→ SELECTED PASSAGE
»»

Trapped! is a 2007–2010 children's dark fantasy-themed adventure game show that was broadcast on BBC channels from 28 September 2007 to 4 November 2010.

Plot 
The show is set in a dark, six-floor fictional tower with windows which, from the opening titles, is situated on a small island in the middle of the ocean. Every episode is introduced by "The Caretaker" (Simon Greenall), a former world traveller who only came there for one good night's sleep, but he was imprisoned there by "The Voice" (performed by Eve Karpf and Faith Brown). To (eventually) earn his freedom, the Caretaker must trap as many children (referred to in the programme as "Unfortunates") as the Voice personally deems worthy.

Six human children compete on each episode and are brought to the tower by another captive, "Wiley Sneak" (Physically Portrayed by Olly Pike). Locked in a cage and winced up by The Caretaker via a simple wheel and pully system, the children begin at the top of the tower and must journey down to the bottom; one child is eliminated or "trapped" on each floor, and the last one remaining receives the "Key of Freedom" and escapes. Sequestered in the attic, the Caretaker occasionally offers English commentary and orders while viewing  the events through his "Watch Tank," a big and delicate globe mounted within a frame that gives a 360° overhead view of the relevant portion of the tower.

««

→ JOB 1
In the Trapped! article, rewrite the passage starting with "Trapped! is a" and going on through "4 November 2010.", substituting "aired" for "broadcast".
→ JOB 2
Answer these questions from the Trapped! article:
(a) On what dates did the show begin and end its run on BBC channels?
(b) Who plays the Caretaker?
(c) What does the last child remaining receive?
→ JOB 3
Write the next part of the Trapped! article, picking up after its last sentence.

→ DATA LISTING
»»

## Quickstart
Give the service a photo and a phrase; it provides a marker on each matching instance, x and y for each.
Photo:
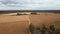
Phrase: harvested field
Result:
(13, 24)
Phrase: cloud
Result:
(29, 4)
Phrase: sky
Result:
(29, 4)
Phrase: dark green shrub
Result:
(52, 28)
(43, 29)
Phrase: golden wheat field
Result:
(13, 24)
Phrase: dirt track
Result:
(18, 24)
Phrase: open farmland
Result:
(13, 24)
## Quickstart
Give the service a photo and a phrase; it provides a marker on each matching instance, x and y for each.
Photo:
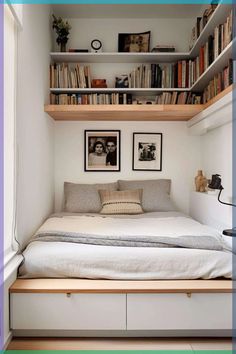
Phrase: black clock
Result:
(96, 45)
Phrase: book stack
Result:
(219, 83)
(68, 76)
(140, 77)
(124, 98)
(91, 99)
(178, 98)
(200, 24)
(163, 49)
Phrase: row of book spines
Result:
(91, 99)
(222, 33)
(178, 98)
(118, 98)
(219, 83)
(65, 76)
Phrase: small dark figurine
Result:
(215, 182)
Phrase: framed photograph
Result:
(102, 150)
(134, 42)
(147, 151)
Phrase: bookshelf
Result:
(115, 57)
(130, 112)
(219, 16)
(143, 112)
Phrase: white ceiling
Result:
(126, 11)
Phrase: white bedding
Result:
(66, 259)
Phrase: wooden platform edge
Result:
(118, 286)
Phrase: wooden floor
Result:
(190, 344)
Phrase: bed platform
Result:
(83, 307)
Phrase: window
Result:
(10, 41)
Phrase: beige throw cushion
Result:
(84, 198)
(121, 202)
(156, 193)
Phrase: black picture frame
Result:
(134, 42)
(147, 152)
(102, 150)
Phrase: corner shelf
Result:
(219, 16)
(218, 64)
(115, 57)
(146, 91)
(129, 112)
(123, 112)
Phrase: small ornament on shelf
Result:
(200, 182)
(62, 29)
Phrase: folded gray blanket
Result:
(196, 242)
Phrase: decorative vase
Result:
(200, 182)
(63, 46)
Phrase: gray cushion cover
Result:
(156, 193)
(84, 198)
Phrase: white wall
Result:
(217, 156)
(35, 132)
(163, 31)
(181, 156)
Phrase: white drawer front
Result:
(177, 311)
(79, 311)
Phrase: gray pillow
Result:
(84, 198)
(156, 193)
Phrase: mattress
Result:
(51, 257)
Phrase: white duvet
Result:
(67, 259)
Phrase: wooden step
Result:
(120, 286)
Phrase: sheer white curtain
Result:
(10, 52)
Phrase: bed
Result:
(157, 273)
(155, 245)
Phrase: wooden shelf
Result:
(123, 112)
(130, 112)
(217, 65)
(120, 286)
(114, 57)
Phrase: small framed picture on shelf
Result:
(147, 151)
(134, 42)
(102, 150)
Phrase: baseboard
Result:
(128, 333)
(8, 339)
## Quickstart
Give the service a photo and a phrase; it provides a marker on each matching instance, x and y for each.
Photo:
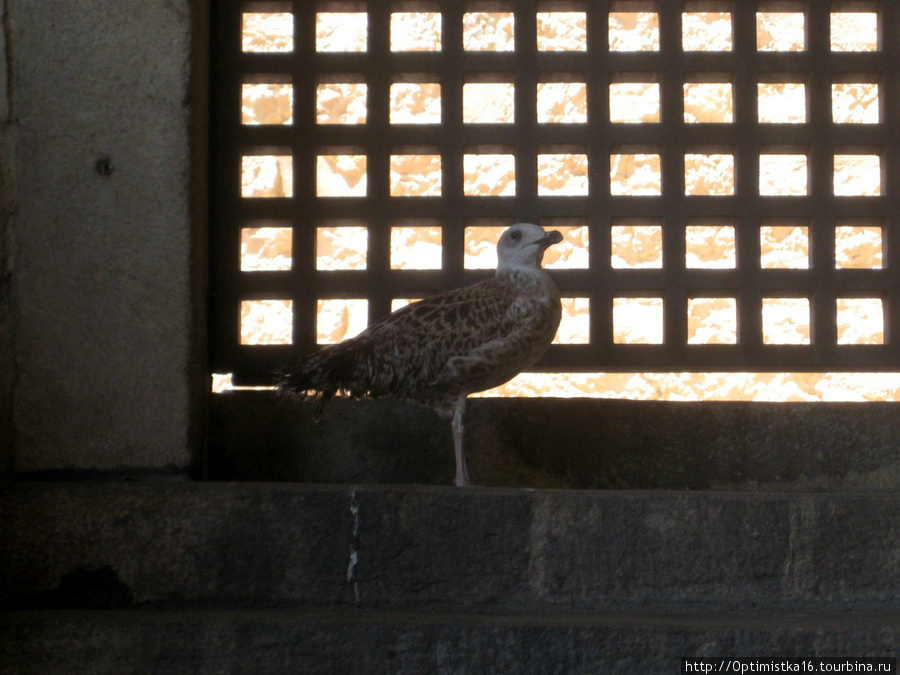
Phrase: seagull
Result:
(439, 350)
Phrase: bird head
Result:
(523, 245)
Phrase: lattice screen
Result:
(725, 174)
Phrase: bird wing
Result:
(410, 352)
(467, 340)
(433, 350)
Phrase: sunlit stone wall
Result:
(634, 245)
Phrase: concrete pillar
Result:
(104, 225)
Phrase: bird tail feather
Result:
(323, 374)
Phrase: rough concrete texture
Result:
(563, 443)
(102, 233)
(7, 209)
(119, 545)
(381, 642)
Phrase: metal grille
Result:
(784, 157)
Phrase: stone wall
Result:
(100, 223)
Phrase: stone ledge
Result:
(259, 545)
(386, 642)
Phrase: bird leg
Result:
(462, 475)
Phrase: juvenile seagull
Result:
(439, 350)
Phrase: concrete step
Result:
(217, 545)
(378, 641)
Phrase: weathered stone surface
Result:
(384, 642)
(563, 443)
(245, 545)
(102, 233)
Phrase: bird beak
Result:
(552, 237)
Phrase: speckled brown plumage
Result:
(439, 350)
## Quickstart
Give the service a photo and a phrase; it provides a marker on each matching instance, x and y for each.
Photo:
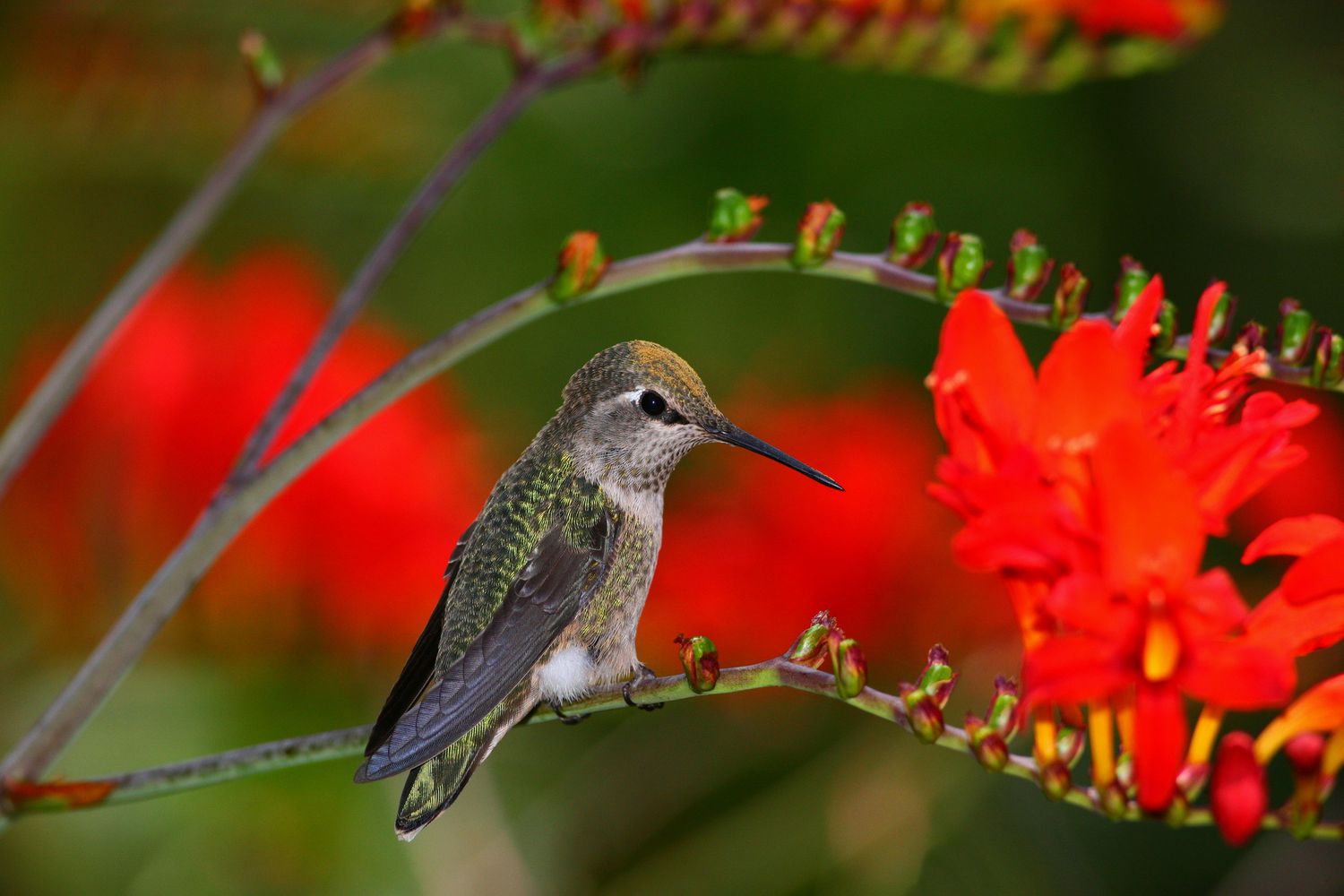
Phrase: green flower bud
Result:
(961, 265)
(263, 65)
(1295, 332)
(924, 713)
(1055, 780)
(1131, 282)
(1003, 707)
(914, 237)
(1253, 338)
(699, 662)
(1030, 266)
(581, 266)
(1328, 368)
(1113, 802)
(1220, 322)
(937, 678)
(811, 648)
(1166, 327)
(819, 236)
(1070, 297)
(734, 217)
(851, 669)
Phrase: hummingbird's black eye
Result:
(652, 403)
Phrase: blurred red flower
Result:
(352, 549)
(752, 549)
(1091, 490)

««

→ WRITTEN ANSWER 1
Trapped! is a 2007–2010 children's dark fantasy-themed adventure game show that was aired on BBC channels from 28 September 2007 to 4 November 2010.

→ WRITTEN ANSWER 2
(a) It ran from 28 September 2007 to 4 November 2010.
(b) Simon Greenall.
(c) The "Key of Freedom."

→ WRITTEN ANSWER 3
Trapped! (2007–2009)
Each contestant is given an earpiece receiver, or "Whisper Clip," that they must wear during the competition. Each floor of the tower poses a different challenge to the team, demonstrated by Wiley while the Caretaker provides instructions through both live commentary and pre-recorded voiceover. Before each challenge begins, one contestant is informed by The Voice, via their Whisper Clip that they have been chosen to act as a "Saboteur," and must try to make the team fail without being detected by the others. Throughout each task, The Voice guides the Saboteur via the Whisper Clip attached to their ear, advising them of the best way to successfully sabotage each task.

If the team passes the challenge, the Saboteur becomes trapped on that floor and the others move down through the tower. If the team fails, each contestant casts one vote as to the Saboteur's identity; the one who receives the most votes becomes trapped, whether or not they were the Saboteur. A "draw straws" box is used in the event of a tie, and the one who draws the shortest straw is trapped.

The last two contestants compete in "The Fight for Freedom," a timed quiz consisting of alternating questions that tests their recall of the events of the episode. When time runs out, the high scorer wins the game and uses the Key of Freedom to leave the tower.

Trapped!: Ever After (2010)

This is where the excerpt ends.